In this problem, you have to analyze a particular sorting algorithm. The algorithm processes a sequence of n distinct integers by swapping two adjacent sequence elements until the sequence is sorted in ascending order. For the input sequence 
9 1 0 5 4 ,

Ultra-QuickSort produces the output 
0 1 4 5 9 .

Your task is to determine how many swap operations Ultra-QuickSort needs to perform in order to sort a given input sequence.

Input

The input contains several test cases. Every test case begins with a line that contains a single integer n < 500,000 -- the length of the input sequence. Each of the the following n lines contains a single integer 0 ≤ a[i] ≤ 999,999,999, the i-th input sequence element. Input is terminated by a sequence of length n = 0. This sequence must not be processed.

> **任务说明**
接着上面这段关于 Ultra-QuickSort 交换次数的题目描述往下写。

> **条目一览**
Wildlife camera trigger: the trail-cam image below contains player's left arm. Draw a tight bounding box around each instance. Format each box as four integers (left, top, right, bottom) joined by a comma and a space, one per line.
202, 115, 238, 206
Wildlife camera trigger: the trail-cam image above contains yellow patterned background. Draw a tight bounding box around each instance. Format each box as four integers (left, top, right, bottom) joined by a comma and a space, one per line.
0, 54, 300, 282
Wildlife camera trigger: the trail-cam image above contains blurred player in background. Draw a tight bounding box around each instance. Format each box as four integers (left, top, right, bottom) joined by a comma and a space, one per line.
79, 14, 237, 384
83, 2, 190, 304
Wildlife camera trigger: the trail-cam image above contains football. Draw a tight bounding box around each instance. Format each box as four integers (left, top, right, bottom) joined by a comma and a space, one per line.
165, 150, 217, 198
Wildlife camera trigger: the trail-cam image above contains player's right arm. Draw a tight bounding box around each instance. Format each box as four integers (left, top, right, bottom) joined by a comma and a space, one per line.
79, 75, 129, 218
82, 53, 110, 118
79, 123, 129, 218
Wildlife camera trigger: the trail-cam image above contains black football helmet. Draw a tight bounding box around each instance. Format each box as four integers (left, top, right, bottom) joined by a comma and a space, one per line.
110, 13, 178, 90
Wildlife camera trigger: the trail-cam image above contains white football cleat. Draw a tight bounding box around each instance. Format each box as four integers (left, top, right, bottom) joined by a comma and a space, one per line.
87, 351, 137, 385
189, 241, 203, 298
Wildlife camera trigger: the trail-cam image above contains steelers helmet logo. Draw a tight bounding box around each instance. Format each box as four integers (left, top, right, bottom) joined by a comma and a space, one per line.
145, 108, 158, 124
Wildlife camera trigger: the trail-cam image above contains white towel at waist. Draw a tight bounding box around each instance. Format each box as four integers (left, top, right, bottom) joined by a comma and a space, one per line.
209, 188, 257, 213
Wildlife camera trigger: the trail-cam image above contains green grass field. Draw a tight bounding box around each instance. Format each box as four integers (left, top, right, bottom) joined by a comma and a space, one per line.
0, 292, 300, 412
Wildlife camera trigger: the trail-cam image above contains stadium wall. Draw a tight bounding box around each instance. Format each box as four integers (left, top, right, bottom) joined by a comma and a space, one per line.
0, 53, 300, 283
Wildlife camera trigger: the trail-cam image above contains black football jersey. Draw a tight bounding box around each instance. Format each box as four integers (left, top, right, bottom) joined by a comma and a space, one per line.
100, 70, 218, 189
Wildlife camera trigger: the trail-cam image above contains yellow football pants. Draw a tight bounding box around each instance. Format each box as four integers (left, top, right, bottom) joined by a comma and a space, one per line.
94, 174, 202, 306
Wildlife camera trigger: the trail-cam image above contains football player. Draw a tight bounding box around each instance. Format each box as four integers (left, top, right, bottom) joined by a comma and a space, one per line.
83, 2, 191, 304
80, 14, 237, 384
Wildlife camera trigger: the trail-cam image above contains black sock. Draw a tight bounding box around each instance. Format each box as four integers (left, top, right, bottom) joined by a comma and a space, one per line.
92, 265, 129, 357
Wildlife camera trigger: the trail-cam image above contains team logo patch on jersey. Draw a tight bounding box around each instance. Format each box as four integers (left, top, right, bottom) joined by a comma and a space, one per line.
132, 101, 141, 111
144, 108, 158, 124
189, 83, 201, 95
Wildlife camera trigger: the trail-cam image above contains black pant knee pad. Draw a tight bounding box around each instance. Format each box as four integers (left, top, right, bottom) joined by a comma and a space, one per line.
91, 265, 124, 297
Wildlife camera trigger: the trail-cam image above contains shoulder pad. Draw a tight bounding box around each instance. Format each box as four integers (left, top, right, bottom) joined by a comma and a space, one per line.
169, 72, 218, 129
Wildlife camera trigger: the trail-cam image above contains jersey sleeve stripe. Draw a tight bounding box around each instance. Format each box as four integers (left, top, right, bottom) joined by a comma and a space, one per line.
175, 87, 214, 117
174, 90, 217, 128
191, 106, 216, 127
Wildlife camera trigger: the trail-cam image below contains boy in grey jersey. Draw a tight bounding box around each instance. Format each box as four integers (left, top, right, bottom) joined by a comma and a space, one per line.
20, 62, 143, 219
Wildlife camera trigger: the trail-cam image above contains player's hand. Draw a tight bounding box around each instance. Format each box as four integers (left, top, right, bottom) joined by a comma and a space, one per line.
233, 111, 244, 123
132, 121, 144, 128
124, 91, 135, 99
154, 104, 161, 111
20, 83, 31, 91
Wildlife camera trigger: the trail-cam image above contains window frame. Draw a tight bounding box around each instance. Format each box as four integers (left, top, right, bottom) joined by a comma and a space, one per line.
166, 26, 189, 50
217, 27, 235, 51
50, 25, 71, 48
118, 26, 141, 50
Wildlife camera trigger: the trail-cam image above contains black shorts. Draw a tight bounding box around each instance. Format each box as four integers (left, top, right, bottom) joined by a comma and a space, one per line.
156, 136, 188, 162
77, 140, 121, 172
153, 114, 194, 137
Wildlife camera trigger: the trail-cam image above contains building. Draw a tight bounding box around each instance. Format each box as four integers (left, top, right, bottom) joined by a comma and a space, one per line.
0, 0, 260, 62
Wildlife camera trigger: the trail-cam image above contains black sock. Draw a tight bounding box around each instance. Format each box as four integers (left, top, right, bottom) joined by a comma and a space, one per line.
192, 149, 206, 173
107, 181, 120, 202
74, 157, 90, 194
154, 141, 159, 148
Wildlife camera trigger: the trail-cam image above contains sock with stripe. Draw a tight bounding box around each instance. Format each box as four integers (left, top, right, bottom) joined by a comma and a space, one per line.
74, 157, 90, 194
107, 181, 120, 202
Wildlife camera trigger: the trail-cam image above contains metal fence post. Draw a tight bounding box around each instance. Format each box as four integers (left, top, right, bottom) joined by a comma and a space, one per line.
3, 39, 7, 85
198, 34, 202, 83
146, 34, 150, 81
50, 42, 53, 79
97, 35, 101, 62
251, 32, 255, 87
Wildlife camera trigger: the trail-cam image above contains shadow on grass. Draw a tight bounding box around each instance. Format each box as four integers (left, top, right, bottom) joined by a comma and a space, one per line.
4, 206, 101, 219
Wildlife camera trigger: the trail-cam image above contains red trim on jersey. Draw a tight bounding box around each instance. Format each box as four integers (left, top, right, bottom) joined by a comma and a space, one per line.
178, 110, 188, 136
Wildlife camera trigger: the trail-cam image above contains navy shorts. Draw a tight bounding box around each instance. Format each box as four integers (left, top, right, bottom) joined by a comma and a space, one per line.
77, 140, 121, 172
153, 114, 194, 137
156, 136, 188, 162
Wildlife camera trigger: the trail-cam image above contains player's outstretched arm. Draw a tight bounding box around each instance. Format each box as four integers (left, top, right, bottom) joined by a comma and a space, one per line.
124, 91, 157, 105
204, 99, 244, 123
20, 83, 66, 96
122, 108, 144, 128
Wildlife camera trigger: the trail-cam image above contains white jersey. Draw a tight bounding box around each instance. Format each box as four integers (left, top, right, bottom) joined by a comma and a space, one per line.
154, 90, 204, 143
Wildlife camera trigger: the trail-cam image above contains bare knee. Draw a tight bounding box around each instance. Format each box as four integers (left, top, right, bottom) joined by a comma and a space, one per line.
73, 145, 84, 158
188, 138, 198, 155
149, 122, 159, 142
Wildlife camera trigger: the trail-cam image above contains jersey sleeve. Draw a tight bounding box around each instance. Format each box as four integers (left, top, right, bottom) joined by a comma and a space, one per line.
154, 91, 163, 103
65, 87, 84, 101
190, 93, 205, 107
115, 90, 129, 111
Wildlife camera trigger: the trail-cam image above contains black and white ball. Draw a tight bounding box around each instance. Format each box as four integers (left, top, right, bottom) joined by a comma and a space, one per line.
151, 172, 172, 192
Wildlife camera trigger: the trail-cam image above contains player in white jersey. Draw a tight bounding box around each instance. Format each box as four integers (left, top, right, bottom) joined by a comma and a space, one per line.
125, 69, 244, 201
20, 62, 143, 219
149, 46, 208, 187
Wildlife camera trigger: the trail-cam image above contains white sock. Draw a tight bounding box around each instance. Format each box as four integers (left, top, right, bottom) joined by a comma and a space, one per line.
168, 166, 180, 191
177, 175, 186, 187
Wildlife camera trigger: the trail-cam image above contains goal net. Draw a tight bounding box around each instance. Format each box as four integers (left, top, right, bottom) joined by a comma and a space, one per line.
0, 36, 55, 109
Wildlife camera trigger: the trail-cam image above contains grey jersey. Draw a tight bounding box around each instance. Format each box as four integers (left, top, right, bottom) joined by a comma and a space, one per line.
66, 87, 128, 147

> **练习输出**
Output

For every input sequence, your program prints a single line containing an integer number op, the minimum number of swap operations necessary to sort the given input sequence.

Sample Input

5
9
1
0
5
4
3
1
2
3
0

Sample Output

6
0

Source

Waterloo local 2005.02.05

这个题目是要求逆序数的,不是求最少几次交换使得数组有序。

怎么求逆序数呢,有两个nlog(n)的方法。

方法一:比如有个序列 9 5 2 4 6,从大到小排序,大小相同时按下标大的排在前面。

           然后初始化一个数组 0 0 0 0 0 则最大的9对应的下标为1,则在相应的数组上加1,变为 1 0 0 0 0当前数组前的数加起来就是逆序。此时逆序为0。

         依次类推数组变为1 0 0 0 1,逆序为0+1;数组变为1 1 0 0 1,逆序为0+1+1;数组变为1 1 0 1 1,逆序为0+1+1+2;数组变为1 1 1 1 1 ,逆序为0+1+1+2+2;所以最后逆序为6。然后在求前n项和的时候有树状数组,使时间降为log(n)。

方法二:归并排序(此方法不再赘述,具体参看我的博客中转载的一篇如何求数组的逆序)

AC代码,树状数组做的:

#include<iostream>
#include<algorithm>
#include<cstring>
using namespace std;
struct Node{
    long long num;
    int index;
}a[500010];
int b[500010];
int n;
int cmp(Node t1,Node t2){
    if(t1.num==t2.num)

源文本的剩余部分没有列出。